--- Records for processing ---
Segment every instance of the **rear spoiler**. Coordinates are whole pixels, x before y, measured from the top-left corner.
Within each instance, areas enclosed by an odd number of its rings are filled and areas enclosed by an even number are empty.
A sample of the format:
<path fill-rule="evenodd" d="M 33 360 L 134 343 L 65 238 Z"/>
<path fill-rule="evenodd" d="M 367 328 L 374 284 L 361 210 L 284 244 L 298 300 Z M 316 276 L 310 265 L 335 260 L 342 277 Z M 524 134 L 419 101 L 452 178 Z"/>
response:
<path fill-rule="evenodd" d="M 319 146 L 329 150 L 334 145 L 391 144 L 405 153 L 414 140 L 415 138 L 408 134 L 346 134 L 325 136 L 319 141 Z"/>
---
*Work required*.
Rewrite the stretch of lines from the start through the line containing "33 360 L 134", putting "side mirror" in place of "rear spoiler" and leaving everything else unchanged.

*Task response*.
Segment every instance of the **side mirror**. Coordinates are whole pixels, x before y, measured from the top-left corner.
Within each instance, areas enclosed by an odd number of its rings are filled and areas enclosed by an even number are empty.
A sample of the format:
<path fill-rule="evenodd" d="M 33 360 L 134 343 L 65 238 Z"/>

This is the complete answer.